Cradle Catholics have a lot in common with the early disciples of Jesus and not in ways that always show us to advantage. We, like them, come to Jesus through, and sometimes in spite of, an already articulated religious context. As Jews, they had a hard time accepting Jesus as the fulfillment of God’s promise to them and we are challenged to understand Jesus so embedded in our religious culture as to be almost invisible. As it took his disciples quite some time to recognize Jesus as the Christ, we too have our own onion to peel getting from Jesus to Christ.
In my earlier post, I outlined how I saw Jesus as inspiring because of what he did; the flashy heroic stuff. It’s a pretty good place to start for a younger person - interest in Jesus because of his extraordinary accomplishments as a human. Still human, but extra. And I was content to leave my understanding of Jesus there - Jesus as a historical religious figure who was a miracle worker of some note. And I moved on.
The Catholic culture is thick with identity markers that tell us Catholics who we are and who we are not. I came from a rural Oregon setting where we were the Catholics and many of our neighbors were not. Just what they were, was of secondary importance to their not being Catholics. It did seem, however, that they read their Bibles while we only heard tiny parts of it read to us. But eventually, the Catholic Charismatic movement arrived in our part of the world and we began to read that dusty book on our shelves.
We realized that the Bible did not belong to just the non-Catholics who surrounded us. These stories were for us. And the story of Jesus, the gospels, starts with Jesus not only doing interesting things, but teaching his followers how to live. And this goes on for pages and pages with a few miracles to spice up the story. Miracle yadda yadda yadda miracle yadda yadda yadda. I only paid some attention to any of it.
In fact, the miracles were sort of embarrassing.
However, when I was in college, I began to meet people who thought of Jesus as a teacher. Fair enough. I was in a Catholic university, and sitting through the required Religious Studies classes, actually learning what Jesus taught. In that setting, his importance came from the content of his teaching and not from his miracles. In fact, the miracles were sort of embarrassing, but could be passed over in silence, while concentrating on the passages of rich teaching.
Jesus begins his ministry teaching that the Kingdom of God is near, certainly closer than we expected it to be. The Kingdom of God: an era in which everything is transformed through the power of a loving God. The Jewish people had been waiting for it and Jesus claimed its arrival was imminent.

------------------------------------------------

◆ **GOALS**:
- a) In the reflection on cradle Catholics and Jesus, why are cradle Catholics said to have a lot in common with the early disciples?
- b) Extend the reflection on cradle Catholics and Jesus, picking up after its final sentence.

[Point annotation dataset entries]
------------------------------------------------

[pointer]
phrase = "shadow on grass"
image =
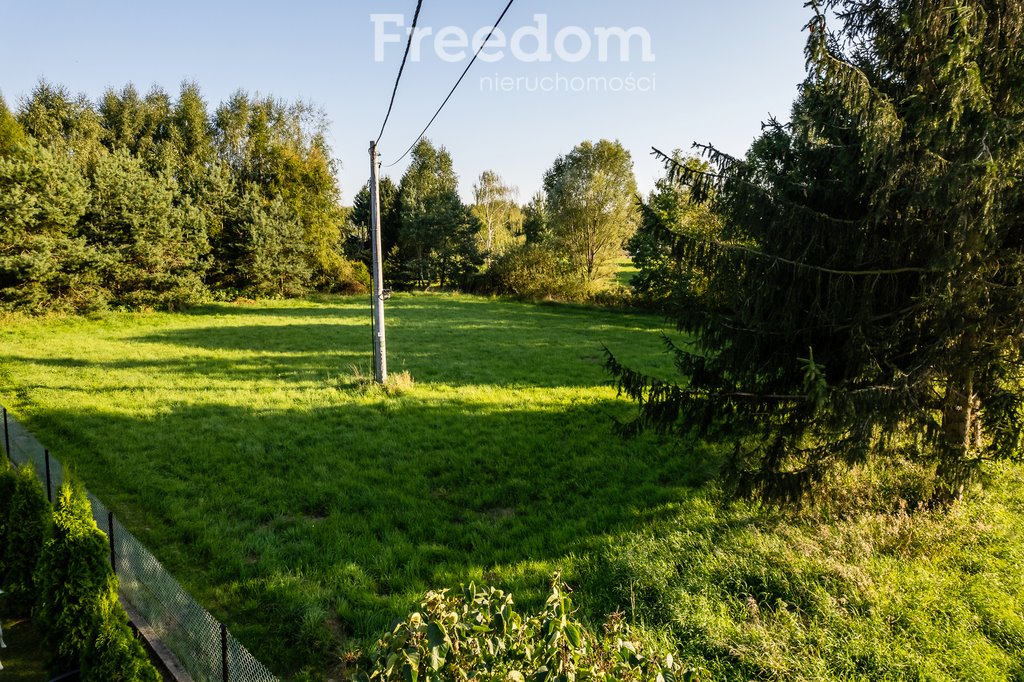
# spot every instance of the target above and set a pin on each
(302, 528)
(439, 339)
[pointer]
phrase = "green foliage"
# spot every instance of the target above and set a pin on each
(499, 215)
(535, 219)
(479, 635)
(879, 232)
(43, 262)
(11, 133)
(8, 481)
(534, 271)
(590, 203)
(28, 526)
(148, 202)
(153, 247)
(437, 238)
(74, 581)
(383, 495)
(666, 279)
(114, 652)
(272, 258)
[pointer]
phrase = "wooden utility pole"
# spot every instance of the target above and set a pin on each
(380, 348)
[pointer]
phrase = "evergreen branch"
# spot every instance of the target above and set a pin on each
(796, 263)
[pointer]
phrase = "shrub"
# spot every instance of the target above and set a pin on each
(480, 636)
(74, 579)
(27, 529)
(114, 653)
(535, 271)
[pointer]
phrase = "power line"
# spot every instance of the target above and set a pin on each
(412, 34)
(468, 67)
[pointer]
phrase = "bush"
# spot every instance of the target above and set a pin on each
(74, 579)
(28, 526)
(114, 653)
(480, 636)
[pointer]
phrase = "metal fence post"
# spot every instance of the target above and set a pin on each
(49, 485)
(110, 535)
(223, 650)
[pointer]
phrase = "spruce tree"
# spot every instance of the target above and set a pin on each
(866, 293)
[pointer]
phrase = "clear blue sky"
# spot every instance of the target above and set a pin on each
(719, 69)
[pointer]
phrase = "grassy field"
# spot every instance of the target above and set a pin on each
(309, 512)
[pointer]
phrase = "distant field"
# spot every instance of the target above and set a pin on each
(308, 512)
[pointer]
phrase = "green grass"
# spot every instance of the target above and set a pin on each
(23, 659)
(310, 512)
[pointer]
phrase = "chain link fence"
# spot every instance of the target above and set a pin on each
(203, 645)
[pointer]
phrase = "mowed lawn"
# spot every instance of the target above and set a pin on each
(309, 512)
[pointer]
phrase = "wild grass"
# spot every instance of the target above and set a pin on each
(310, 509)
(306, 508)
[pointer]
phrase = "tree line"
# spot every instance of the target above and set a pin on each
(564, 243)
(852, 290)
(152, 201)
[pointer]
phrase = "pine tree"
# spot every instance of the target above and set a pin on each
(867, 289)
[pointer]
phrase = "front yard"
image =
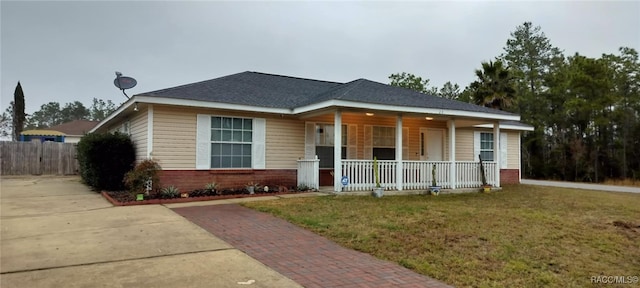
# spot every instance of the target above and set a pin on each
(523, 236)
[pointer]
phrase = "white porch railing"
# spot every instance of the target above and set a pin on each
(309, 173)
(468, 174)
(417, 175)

------------------------------------------------

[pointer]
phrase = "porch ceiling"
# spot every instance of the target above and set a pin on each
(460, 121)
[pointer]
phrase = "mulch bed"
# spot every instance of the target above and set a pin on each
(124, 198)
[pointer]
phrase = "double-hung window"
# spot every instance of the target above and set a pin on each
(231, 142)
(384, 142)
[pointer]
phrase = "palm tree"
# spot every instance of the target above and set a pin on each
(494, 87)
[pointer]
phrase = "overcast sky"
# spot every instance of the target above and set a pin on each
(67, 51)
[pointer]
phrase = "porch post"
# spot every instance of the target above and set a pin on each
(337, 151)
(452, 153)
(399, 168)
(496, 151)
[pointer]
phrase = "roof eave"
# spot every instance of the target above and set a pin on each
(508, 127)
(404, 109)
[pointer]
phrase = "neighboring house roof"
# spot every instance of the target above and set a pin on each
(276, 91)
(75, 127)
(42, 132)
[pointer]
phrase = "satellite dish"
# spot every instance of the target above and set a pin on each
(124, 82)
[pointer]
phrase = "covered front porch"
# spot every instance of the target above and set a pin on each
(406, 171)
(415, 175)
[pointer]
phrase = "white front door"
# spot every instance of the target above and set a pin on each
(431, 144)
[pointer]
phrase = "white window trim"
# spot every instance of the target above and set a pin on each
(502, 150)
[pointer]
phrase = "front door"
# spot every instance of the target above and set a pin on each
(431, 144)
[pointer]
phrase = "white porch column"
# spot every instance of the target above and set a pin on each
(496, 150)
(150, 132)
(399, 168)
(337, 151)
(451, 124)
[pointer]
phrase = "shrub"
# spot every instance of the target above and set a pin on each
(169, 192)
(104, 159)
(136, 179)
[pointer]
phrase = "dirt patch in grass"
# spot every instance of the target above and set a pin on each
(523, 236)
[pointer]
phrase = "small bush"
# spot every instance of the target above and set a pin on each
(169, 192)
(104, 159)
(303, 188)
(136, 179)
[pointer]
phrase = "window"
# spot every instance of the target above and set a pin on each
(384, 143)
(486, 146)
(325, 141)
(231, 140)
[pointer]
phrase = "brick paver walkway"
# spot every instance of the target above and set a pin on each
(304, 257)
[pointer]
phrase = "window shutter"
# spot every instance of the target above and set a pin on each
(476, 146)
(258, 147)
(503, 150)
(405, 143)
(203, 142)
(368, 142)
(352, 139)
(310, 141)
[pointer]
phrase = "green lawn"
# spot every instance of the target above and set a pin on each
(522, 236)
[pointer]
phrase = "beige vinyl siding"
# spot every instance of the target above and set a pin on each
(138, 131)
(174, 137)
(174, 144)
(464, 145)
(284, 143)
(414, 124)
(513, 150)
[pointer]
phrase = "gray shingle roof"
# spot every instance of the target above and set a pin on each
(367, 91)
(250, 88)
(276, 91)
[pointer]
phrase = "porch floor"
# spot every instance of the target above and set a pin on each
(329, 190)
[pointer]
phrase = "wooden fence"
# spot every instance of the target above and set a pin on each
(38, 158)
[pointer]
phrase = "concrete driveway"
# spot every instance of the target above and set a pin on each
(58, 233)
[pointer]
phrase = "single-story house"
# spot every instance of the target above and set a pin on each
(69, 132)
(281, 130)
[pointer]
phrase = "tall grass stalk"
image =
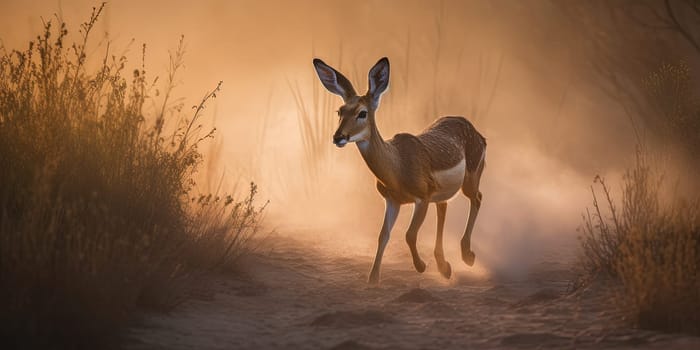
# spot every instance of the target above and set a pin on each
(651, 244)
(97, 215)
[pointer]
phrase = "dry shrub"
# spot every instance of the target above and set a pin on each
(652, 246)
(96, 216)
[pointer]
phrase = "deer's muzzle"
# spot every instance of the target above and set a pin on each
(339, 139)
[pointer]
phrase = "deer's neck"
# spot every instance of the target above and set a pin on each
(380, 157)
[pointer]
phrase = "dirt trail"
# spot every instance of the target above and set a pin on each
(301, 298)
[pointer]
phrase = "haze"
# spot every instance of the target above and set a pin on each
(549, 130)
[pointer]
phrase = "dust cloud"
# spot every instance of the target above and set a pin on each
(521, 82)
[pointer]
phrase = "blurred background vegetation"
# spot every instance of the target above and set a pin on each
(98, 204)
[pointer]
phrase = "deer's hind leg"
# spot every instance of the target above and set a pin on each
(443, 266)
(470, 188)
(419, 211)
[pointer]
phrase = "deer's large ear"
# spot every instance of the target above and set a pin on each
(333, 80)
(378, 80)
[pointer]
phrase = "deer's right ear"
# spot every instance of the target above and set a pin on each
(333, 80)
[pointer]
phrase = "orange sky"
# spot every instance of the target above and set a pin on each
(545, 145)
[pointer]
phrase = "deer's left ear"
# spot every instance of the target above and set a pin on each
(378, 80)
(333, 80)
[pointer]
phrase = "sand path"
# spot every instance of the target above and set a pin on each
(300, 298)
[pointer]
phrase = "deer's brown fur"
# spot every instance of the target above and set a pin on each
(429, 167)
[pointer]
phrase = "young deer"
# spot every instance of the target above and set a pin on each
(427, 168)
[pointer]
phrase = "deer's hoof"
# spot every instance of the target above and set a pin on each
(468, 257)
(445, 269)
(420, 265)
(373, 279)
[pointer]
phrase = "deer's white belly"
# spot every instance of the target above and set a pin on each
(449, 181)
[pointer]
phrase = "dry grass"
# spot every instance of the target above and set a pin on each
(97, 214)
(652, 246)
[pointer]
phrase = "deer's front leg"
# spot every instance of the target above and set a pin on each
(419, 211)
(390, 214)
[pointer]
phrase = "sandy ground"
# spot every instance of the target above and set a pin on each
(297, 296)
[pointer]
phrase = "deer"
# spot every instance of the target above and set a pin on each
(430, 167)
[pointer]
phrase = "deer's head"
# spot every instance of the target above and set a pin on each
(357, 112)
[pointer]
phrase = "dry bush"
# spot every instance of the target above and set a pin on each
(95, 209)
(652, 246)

------------------------------------------------

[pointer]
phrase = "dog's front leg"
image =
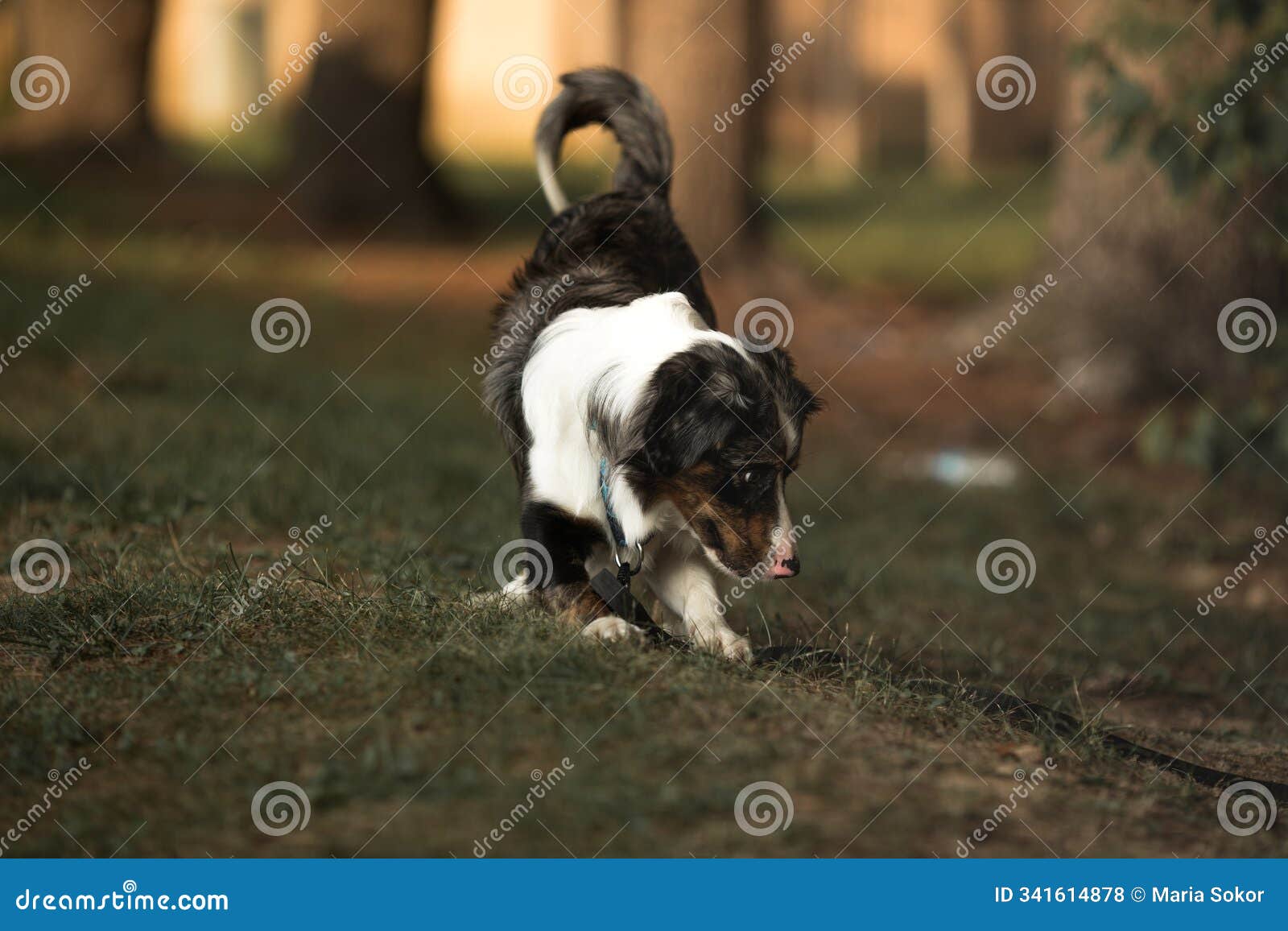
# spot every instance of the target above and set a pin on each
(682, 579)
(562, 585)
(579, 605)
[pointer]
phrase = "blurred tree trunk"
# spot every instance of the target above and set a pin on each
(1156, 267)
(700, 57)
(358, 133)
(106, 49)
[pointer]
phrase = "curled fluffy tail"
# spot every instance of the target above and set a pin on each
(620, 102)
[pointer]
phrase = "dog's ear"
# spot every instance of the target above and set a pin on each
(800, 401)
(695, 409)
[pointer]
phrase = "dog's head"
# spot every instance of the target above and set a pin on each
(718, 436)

------------------------------------------------

◆ **ANSWERS TO THE TASKS**:
- a) Like the early disciples, cradle Catholics come to Jesus through, and sometimes in spite of, an already articulated religious context. The disciples, as Jews, struggled to accept Jesus as the fulfillment of God's promise, and Catholics find Jesus so embedded in their religious culture that he is almost invisible.

- b)
The character of Jesus starts to change from role model to a teacher of a new reality. By insisting that there is more to this world than just this world, Jesus opens up a box we don’t even know we are living in. This radical claiming of the historically Jewish promise of a world transformed by God, began to change my expectations. Jesus did this for me, He changed what I expected from life, from my life.
This did not happen in a lightening struck moment. Like all teaching, it soaked in over time. And it is still soaking in. I routinely act as though this life, in this context that we share, is the only life and the only context. But when I can let the teaching of Jesus effect my expectations then something else happens in me. If the Kingdom of God is a certainty, then I begin to consider how I am living my life. Ah, the sound of rubber hitting the road!
If the Kingdom of God is at hand, am I ready?
The teaching of Jesus first challenges me to expect more. Then I am challenged to inspect how I am living into this life with God. If the Kingdom of God is at hand, am I ready? Not ready for the rapture, but ready to live a life centered on the teaching of Jesus? His teaching outlines, and underlines, a way to live life in a community of hope and expectation of what could be. His teaching insists that we could live in peace with each other, that the least could have the most, that the meek could inherit the earth.
What Jesus teaches is unexpectedly practical. Turning the other cheek, loving our neighbor as our self, challenging unjust authority, and the rest, can make your life better. It is pretty easy to agree that Jesus has had a huge civilizing effect on humanity as a great teacher. Jesus is like Plato or Martin Luther King Jr, or Marie Curie, a really great person who changed the world. I could call myself a Christian like I could call myself a Platonist, by following his teaching.
This is good up to a point. That point is when absorbing the teaching of Jesus, you begin to trust Jesus’ point of view. The more time you spend with Jesus, more of what he says seems trustworthy. You begin to try it out in the real world and the recipes for peace and meaning actually work! And then, like the early disciples, you notice that Jesus is also teaching about himself, he claims that he is the Son of God.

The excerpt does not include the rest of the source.